--- Document extract ---

9-year-old children who were provided with piano instruction scored higher than controls on a spatial-temporal task immediately following the instruction. However, no differences between the music and control groups were found after two years of instruction. A follow-up study revealed that those who began music instruction before age 5 scored significantly higher on spatial tasks than those who began later or did not receive instruction (Costa-Giomi, 2000).
Fujioka, T., Ross, B., Kakigi, R., Pantev, C. & Trainor, L. (2006). One year of musical training affects development of auditory cortical-evoked fields in young children. Brain, 129 (10), 2593-2608.
A clear musical training effect was expressed in a larger and earlier N250m peak in the left hemisphere in response to the violin sound in musically trained 4-6-year-old children compared with untrained children in the first year of musical training. This transition could be related to establishing a neural network associated with sound categorization and/or involuntary attention, which can be altered by music learning experience. It suggests that this experience affects working memory capacity.
Gromko, J.E., (2005). The effect of music instruction on phonemic awareness in beginning readers. Journal of Research in Music Education, 53 (3), 199-209.

--- Records provided ---

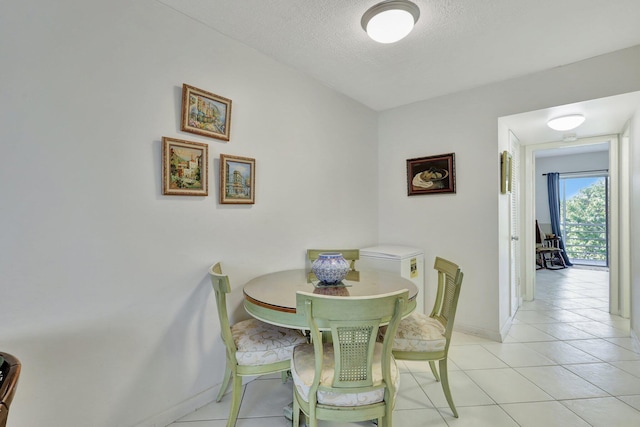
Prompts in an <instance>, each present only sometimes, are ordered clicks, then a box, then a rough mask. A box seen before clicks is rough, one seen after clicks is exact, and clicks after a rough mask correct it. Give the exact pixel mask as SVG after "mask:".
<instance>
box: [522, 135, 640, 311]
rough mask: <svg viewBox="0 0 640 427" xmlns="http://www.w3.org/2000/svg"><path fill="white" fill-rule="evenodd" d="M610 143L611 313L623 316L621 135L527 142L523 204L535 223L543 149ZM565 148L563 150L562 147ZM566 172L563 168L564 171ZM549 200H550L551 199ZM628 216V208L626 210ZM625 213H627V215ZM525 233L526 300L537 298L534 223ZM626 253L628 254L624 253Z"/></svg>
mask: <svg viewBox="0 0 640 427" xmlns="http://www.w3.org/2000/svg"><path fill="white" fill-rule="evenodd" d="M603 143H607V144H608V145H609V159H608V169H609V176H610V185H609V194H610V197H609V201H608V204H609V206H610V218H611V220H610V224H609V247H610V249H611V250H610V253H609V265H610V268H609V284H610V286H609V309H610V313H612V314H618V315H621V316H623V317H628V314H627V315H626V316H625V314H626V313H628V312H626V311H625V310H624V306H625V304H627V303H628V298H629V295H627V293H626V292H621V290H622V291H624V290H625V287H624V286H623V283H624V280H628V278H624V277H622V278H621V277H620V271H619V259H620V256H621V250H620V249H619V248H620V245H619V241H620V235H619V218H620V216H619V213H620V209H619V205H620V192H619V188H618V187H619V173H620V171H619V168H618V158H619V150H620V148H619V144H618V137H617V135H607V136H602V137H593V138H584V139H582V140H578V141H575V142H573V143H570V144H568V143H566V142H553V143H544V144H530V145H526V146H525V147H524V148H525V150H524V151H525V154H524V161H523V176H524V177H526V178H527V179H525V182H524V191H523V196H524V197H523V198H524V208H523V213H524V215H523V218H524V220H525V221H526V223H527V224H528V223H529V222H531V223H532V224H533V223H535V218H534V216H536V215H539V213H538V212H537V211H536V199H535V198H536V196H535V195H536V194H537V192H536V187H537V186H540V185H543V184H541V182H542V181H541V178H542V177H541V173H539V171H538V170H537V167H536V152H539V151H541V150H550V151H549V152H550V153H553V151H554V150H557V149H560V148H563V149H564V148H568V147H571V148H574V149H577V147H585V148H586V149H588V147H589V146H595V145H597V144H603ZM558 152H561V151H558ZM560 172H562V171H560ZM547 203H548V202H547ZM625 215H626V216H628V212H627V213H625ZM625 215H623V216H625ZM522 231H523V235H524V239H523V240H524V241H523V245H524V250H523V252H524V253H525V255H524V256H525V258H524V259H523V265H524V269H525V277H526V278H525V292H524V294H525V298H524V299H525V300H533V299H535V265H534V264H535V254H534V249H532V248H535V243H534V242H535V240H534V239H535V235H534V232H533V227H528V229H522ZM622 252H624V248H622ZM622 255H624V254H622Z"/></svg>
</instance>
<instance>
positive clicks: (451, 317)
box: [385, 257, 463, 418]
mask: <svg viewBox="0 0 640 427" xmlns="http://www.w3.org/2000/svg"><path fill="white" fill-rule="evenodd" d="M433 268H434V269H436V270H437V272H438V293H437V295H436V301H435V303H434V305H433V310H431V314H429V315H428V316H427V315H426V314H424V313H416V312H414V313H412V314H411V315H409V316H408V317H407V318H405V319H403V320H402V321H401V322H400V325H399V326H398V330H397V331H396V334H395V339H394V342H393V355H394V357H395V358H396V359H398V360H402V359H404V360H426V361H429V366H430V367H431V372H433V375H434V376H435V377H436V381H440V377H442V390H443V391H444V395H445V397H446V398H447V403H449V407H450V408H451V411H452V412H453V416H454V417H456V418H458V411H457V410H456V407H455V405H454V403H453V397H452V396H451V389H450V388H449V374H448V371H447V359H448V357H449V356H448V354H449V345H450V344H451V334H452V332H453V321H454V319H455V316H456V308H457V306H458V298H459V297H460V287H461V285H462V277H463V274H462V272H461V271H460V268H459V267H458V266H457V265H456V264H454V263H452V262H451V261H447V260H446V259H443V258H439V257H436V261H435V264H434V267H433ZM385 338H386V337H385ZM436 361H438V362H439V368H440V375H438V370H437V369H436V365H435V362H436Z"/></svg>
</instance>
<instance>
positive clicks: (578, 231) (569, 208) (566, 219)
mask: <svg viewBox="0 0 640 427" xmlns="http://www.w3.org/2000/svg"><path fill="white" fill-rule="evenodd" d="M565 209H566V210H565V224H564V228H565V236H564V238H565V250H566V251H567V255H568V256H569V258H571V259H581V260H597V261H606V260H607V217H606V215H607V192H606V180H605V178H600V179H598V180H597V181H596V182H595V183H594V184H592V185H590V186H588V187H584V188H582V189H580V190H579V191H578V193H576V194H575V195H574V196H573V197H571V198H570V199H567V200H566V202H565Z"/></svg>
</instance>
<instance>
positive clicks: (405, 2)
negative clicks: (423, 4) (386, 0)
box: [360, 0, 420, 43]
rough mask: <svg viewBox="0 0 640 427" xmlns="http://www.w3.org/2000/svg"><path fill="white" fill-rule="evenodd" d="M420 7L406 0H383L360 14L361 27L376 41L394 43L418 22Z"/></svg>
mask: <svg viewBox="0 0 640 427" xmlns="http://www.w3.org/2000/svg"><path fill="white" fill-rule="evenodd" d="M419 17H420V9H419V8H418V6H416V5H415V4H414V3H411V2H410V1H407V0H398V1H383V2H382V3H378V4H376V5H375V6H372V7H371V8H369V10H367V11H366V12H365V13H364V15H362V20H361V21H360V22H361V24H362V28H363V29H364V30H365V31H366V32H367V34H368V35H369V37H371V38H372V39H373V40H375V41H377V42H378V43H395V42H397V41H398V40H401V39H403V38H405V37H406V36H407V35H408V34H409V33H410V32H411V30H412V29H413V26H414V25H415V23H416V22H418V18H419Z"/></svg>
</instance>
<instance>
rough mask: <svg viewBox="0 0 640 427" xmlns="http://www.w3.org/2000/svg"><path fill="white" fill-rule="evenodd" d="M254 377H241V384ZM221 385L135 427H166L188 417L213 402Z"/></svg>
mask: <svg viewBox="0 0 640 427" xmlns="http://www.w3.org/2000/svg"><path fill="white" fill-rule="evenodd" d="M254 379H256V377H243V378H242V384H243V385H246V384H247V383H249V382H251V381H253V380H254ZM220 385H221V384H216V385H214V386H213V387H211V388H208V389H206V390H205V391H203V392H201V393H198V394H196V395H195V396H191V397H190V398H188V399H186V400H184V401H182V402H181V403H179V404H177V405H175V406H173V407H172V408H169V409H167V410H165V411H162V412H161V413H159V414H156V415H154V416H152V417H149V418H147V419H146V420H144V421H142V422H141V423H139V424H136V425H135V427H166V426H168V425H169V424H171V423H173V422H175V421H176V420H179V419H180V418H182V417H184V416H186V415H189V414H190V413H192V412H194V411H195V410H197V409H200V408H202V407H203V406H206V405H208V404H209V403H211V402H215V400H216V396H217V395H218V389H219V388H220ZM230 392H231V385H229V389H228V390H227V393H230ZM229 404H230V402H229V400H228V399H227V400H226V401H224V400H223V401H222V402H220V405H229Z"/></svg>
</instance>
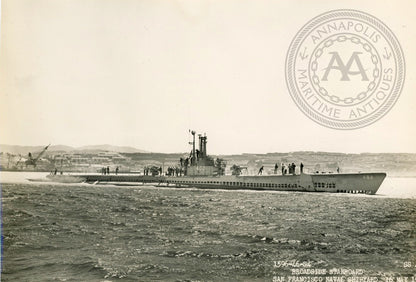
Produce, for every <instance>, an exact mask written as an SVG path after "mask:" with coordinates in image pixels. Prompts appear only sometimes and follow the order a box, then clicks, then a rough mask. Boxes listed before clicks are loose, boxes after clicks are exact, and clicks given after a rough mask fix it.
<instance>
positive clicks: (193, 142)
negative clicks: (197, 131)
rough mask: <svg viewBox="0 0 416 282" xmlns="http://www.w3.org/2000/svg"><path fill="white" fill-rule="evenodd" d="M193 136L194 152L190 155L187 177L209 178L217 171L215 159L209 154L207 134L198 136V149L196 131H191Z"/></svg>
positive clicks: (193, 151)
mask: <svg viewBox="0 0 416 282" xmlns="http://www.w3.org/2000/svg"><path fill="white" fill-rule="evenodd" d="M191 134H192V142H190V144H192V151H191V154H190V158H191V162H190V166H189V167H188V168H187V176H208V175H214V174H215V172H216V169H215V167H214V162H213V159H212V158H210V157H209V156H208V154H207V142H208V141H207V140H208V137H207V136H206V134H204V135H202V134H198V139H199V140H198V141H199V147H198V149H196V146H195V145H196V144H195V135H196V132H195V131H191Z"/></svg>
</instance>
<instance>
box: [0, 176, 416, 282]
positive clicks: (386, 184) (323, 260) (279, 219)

---

== Action item ==
Write out the passage on music instruction and child development from "9-year-old children who" to "129 (10), 2593-2608.", copying it word for word. The records have no connection to the text on music instruction.

== Expected output ==
9-year-old children who were provided with piano instruction scored higher than controls on a spatial-temporal task immediately following the instruction. However, no differences between the music and control groups were found after two years of instruction. A follow-up study revealed that those who began music instruction before age 5 scored significantly higher on spatial tasks than those who began later or did not receive instruction (Costa-Giomi, 2000).
Fujioka, T., Ross, B., Kakigi, R., Pantev, C. & Trainor, L. (2006). One year of musical training affects development of auditory cortical-evoked fields in young children. Brain, 129 (10), 2593-2608.